## Problem to solve
Return the whole listing exactly as it stands.
— start of Records shown —
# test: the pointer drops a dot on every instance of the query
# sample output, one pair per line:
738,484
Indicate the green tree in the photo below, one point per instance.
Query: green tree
— end of Records shown —
## Solution for this exercise
# test: the pointer drops a dot on every instance of the query
# sample output, one pair per line:
738,484
Indicate the green tree in the photo below, one point per instance.
Query: green tree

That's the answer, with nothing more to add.